WRITTEN TASKS:
1. From the passage on eating contaminated crabs, return the text between "The crabs are" and "safe to eat.", inclusive.
2. Name every geographic place (city, country, or region) that the passage on eating contaminated crabs mentions.
3. Write the next part of the passage on eating contaminated crabs, starting after its final sentence.

Start of GIVEN PASSAGE

Although the crabs contain dioxins, PCBs, and other contaminants, they are generally safe to eat in moderation, concludes a report published in the Environmental Science and Technology.
The crabs are a popular dish in Asian restaurants, and researchers studying them have proposed that commercial harvesting might help keep their numbers down, writes Erika Engelhaupt. But first, the team of scientists, which includes researchers from London’s Natural History Museum as well as UK food and health agencies, needed to determine whether crabs living in contaminated environments are safe to eat.
The crabs hail originally from coastal China and other parts of Southeast Asia, and they have become established across Europe. In the UK today, “there is evidence that the Chinese population imports or catches them locally,” says zoologist and study co-author Philip Rainbow of the Natural History Museum.

End of GIVEN PASSAGE
Start of DATA LINES

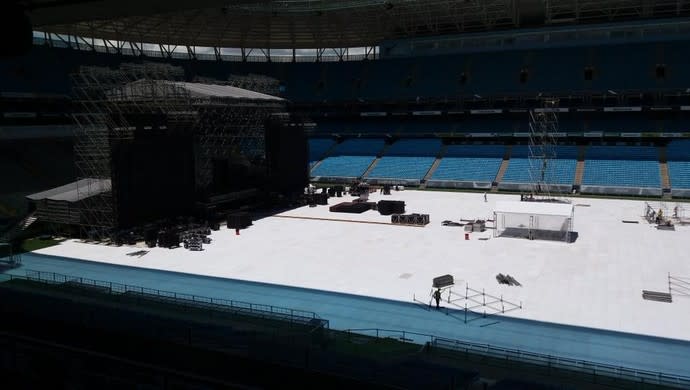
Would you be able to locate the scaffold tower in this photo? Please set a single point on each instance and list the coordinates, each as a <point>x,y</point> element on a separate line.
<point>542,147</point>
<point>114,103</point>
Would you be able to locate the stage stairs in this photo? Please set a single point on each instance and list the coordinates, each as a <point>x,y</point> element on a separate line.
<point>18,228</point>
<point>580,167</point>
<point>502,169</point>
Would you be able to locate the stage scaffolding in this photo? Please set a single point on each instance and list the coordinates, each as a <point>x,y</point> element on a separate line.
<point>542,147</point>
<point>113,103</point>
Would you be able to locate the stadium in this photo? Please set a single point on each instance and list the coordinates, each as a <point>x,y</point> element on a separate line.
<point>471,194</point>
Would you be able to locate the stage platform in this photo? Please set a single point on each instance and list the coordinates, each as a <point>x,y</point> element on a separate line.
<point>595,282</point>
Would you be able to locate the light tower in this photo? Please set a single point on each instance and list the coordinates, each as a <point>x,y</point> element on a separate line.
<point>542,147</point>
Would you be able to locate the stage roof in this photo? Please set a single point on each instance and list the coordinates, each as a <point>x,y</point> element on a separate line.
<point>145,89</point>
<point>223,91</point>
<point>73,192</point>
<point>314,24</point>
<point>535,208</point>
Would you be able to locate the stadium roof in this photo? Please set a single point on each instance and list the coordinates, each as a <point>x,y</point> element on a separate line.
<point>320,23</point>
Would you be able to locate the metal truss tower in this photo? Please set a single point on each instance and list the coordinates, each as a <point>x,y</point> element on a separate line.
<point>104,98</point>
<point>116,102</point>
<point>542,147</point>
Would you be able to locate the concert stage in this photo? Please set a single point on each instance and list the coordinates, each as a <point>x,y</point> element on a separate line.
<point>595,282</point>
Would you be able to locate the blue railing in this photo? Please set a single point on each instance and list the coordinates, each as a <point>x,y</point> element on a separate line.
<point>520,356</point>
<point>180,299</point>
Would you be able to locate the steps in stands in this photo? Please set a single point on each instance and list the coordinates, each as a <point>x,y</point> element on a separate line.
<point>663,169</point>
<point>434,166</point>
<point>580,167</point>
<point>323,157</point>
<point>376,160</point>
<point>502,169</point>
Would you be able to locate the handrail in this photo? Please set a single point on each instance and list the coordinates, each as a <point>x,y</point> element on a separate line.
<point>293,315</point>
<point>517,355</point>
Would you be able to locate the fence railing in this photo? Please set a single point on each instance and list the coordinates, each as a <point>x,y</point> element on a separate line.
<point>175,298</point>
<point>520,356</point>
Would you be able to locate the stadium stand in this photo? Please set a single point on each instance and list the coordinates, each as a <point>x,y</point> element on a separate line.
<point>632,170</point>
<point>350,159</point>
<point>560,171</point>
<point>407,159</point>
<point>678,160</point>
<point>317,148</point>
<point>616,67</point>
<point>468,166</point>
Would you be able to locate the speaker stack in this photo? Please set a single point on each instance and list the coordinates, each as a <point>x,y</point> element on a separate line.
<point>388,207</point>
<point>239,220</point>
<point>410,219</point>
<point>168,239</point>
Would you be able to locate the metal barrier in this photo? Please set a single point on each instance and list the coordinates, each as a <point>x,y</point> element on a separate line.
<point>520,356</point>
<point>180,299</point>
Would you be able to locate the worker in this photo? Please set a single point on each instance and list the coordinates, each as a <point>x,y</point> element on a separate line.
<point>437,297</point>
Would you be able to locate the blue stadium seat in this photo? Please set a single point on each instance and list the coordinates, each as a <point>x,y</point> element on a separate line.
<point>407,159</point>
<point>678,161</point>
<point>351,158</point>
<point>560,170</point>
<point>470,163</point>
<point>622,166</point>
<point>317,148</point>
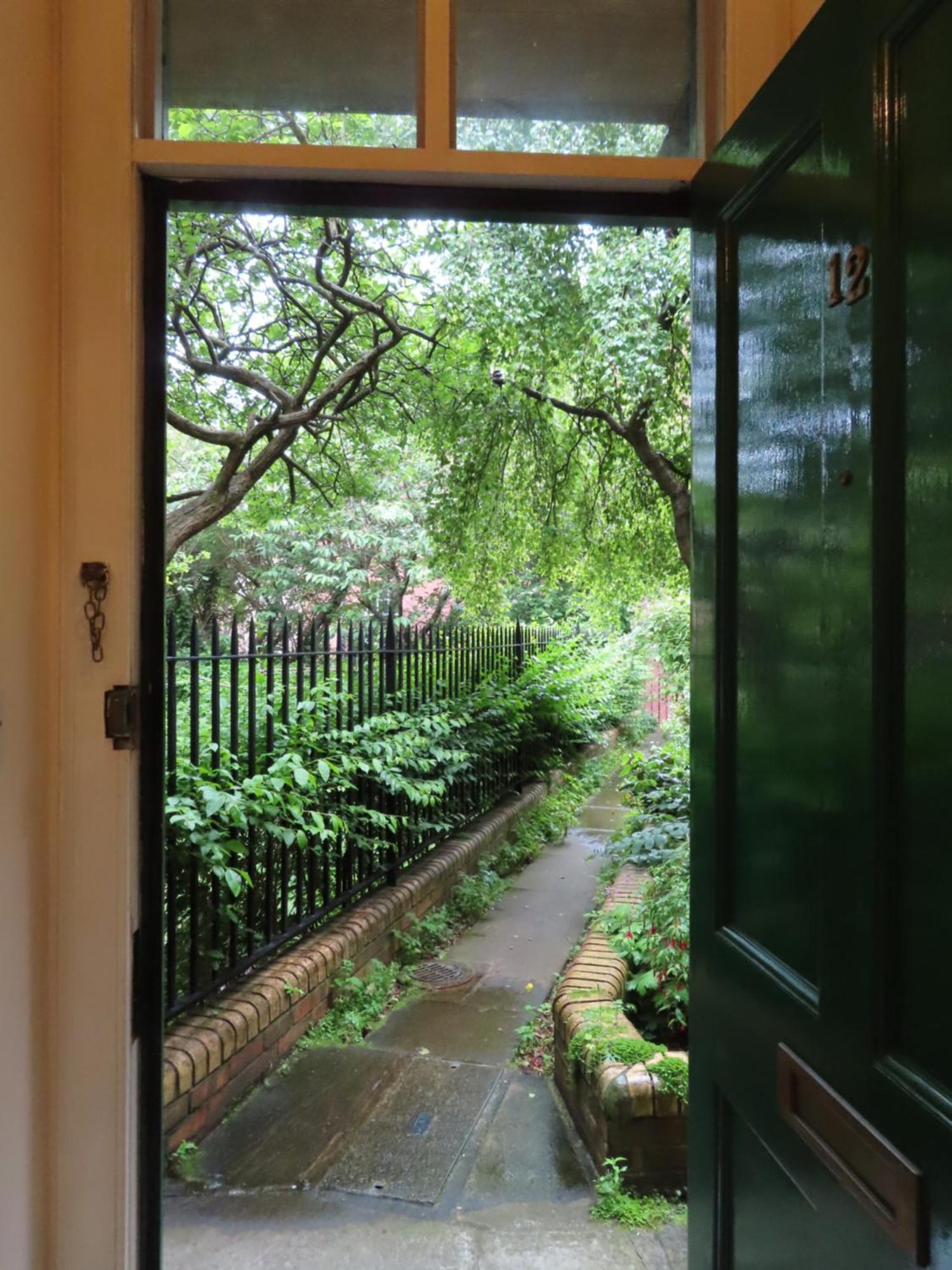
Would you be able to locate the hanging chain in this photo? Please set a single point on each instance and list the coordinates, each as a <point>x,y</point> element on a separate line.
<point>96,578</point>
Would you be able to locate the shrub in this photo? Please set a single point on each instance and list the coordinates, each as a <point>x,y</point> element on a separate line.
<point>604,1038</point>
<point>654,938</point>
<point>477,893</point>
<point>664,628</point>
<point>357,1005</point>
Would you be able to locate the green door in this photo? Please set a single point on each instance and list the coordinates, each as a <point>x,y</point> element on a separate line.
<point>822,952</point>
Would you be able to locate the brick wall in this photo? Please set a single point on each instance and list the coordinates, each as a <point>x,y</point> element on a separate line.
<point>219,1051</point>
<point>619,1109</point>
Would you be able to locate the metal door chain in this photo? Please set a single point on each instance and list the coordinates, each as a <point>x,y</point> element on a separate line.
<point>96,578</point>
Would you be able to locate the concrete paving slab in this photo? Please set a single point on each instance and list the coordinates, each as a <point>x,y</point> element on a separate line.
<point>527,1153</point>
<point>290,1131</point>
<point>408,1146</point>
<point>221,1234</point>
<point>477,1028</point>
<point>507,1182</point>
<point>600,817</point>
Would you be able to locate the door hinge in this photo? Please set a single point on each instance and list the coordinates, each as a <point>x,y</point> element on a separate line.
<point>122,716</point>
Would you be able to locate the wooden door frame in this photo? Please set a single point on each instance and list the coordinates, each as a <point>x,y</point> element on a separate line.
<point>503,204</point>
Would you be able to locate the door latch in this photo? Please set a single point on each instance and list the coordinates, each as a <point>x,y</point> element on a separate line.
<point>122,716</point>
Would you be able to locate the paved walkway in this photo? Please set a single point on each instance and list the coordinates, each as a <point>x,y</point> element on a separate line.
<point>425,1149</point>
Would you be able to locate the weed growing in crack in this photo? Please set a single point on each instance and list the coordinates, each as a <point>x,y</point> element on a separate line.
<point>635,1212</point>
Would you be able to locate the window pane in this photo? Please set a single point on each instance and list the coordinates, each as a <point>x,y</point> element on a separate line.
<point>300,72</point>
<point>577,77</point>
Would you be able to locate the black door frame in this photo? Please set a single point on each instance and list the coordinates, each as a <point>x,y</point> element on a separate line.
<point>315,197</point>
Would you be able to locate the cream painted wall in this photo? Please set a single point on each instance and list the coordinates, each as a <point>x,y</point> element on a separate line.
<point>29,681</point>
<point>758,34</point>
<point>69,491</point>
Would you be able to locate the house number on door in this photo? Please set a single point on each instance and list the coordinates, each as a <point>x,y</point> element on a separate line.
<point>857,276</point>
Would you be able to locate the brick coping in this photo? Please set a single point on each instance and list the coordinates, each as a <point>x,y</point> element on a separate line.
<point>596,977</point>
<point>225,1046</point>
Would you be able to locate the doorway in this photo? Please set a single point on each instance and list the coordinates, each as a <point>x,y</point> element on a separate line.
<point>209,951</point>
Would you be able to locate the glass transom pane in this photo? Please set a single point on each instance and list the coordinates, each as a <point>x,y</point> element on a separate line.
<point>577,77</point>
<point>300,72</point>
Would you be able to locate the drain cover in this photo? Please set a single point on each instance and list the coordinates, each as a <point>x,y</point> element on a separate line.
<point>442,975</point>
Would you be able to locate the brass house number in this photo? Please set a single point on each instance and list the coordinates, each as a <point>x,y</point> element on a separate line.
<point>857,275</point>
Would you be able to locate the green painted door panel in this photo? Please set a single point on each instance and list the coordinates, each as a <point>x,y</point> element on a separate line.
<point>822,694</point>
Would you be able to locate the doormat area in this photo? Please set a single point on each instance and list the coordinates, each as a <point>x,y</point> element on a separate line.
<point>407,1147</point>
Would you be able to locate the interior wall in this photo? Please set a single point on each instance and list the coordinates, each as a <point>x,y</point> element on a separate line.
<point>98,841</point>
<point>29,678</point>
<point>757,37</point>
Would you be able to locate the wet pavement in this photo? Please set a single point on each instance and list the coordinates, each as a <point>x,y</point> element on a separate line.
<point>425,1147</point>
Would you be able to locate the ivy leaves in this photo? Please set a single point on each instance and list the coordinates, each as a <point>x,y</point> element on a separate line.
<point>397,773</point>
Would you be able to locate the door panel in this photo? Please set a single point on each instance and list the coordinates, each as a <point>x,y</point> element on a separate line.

End of DATA LINES

TASK ANSWERS:
1.
The crabs are a popular dish in Asian restaurants, and researchers studying them have proposed that commercial harvesting might help keep their numbers down, writes Erika Engelhaupt. But first, the team of scientists, which includes researchers from London’s Natural History Museum as well as UK food and health agencies, needed to determine whether crabs living in contaminated environments are safe to eat.

2. London, the UK, China, Southeast Asia, Europe

3.
The Chinese mitten crab (Eriocheir sinensis) – named for its unusual furry claws – is a bottom-dwelling omnivore that eats or outcompetes other species and digs destructive burrows in riverbeds and dikes. Contaminants such as heavy metals and PCBs are of particular concern in the crabs, because many live in contaminated urban watersheds and because pollutants accumulate in their fatty brown meat, which includes the hepatopancreas and gonads and is a highly prized delicacy. Crabs are harvested in the fall when their gonads are large and ripe, as they return to estuaries in huge numbers to mate.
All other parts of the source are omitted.